+++ FRAGMENTO
Afirmar que Vanessa Redgrave ya era una estrella cuando vino al mundo no es una mera forma de hablar sino un hecho probado, y fue el gran Laurence Olivier quien primero lo constató. «Esta noche ha nacido una gran estrella», afirmó el 30 de enero de 1937 durante una representación de Hamlet para anunciar la paternidad de su compañero de reparto, Michael Redgrave. Redgrave era no solo hijo de actores sino también marido de una actriz, Rachel Kempson. Y también intérpretes, por cierto, acabarían siendo tanto los hermanos menores de Vanessa -Corin y Lynn- como Natasha y Joely Richardson, sus hijas.

Es probable que, como su padre, sea sobre los escenarios donde Vanessa haya exhibido todo su potencial artístico. Dramaturgos como Arthur Miller y Tennessee Williams la aclamaron como la mejor actriz de su generación, y Noel Coward dijo de ella que era incapaz de no derrochar sinceridad frente a la platea. Paralelamente, ha rodado más de 100 películas que entre otros premios le han proporcionado un Oscar, dos Globos de Oro, dos Emmy y dos galardones en Cannes.

RECONOCIMIENTO / Y la Mostra de Venecia, que en 1994 ya la distinguió por su trabajo en Cuestión de sangre (1994), volvió a hacerlo ayer, coincidiendo con su 75ª edición. ¿El motivo? Seis décadas de carrera durante las que pasó de ser icono sexualizado del movimiento swinging London en películas como Blow up (1966) y Morgan: un caso clínico (1966) a instalarse en territorios más severos. La vimos atormentada en Las bostonianas (1984) y Regreso a Howard’s End (1992) y castigada por sus pecados en Los demonios (1971) y Expiación (2007); y murió por sus convicciones en Julia (1977), en el papel de activista antinazi que le proporcionó la estatuilla de Hollywood.
++++++
+++ DATOS PROPORCIONADOS
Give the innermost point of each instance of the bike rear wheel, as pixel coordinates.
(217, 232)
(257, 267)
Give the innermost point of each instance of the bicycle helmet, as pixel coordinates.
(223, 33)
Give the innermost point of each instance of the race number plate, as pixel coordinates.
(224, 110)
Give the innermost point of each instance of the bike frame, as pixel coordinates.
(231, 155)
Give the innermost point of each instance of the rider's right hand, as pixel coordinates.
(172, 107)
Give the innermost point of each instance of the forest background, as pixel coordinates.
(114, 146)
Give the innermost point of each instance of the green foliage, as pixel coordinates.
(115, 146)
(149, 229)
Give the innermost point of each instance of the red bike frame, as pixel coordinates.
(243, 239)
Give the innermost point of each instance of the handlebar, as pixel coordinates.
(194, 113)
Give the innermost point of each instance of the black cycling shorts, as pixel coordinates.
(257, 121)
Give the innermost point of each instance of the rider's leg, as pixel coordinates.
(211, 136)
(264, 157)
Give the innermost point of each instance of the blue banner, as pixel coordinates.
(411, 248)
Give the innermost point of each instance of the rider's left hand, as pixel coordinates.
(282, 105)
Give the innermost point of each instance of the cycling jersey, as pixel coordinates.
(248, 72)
++++++
+++ DATOS PROPORCIONADOS
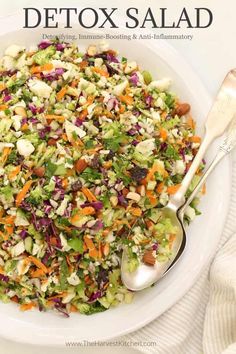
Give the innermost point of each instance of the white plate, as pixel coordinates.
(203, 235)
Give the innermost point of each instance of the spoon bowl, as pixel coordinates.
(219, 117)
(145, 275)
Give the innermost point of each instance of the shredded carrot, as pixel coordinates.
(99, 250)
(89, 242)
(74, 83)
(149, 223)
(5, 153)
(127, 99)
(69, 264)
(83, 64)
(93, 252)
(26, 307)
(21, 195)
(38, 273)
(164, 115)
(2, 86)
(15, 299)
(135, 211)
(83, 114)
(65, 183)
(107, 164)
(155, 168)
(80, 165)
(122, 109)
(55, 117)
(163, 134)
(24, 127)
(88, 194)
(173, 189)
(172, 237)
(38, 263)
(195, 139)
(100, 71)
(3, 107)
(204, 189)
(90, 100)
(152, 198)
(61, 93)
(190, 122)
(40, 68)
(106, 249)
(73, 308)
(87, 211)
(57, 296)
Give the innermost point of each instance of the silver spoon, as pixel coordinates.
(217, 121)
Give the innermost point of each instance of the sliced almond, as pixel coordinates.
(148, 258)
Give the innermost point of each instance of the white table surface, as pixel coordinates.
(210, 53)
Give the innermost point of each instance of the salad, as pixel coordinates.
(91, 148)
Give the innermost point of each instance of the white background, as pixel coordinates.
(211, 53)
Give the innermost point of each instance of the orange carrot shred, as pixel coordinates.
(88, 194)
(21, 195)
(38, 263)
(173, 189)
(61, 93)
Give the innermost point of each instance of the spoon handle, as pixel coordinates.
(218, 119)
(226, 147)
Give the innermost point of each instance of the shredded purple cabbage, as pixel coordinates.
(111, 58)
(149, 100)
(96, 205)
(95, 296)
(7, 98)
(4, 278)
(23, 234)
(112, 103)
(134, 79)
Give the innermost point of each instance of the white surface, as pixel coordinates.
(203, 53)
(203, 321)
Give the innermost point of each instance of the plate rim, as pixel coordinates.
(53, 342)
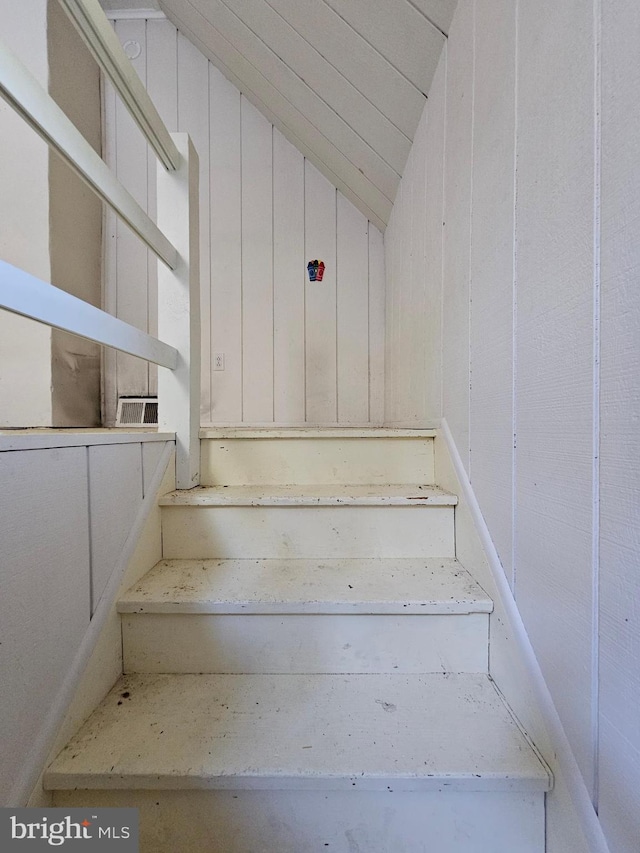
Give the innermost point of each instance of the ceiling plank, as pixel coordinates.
++++++
→ TAREA A REALIZAR
Escribe la continuación del artículo sobre Vanessa Redgrave a partir de su último párrafo. Los registros no tienen ninguna relación con el artículo sobre Vanessa Redgrave.

→ RESPUESTA
El personaje de Julia tiene algo de autobiográfico. Durante años miembro del trotskista Partido Revolucionario de los Trabajadores, Redgrave vio cómo su trayectoria profesional se veía marcada por su ideología; sobre todo con el controvertido discurso que pronunció al recibir el Oscar, que fue tachado de antisemita y por el que Hollywood la condenó al ostracismo. Desde entonces ha defendido muchas causas -el año pasado debutó tras la cámara con el documental Sea sorrow, sobre la crisis de los refugiados-, y sin duda ese activismo está conectado a la pasión con la que se entrega a sus personajes.

Al repasar su carrera artística hay que hablar de un apellido que llegó a considerarse maldito. Los tabloides británicos popularizaron la expresión «la maldición de los Redgrave» para referirse a la sucesión de muertes que desde el año 2009 tuvieron lugar alrededor de la actriz: en el transcurso de 14 meses perdió a su hija Natasha -casada con el actor Liam Neeson-, que murió tras sufrir una grave caída mientras esquiaba, y a sus dos hermanos, ambos de cáncer.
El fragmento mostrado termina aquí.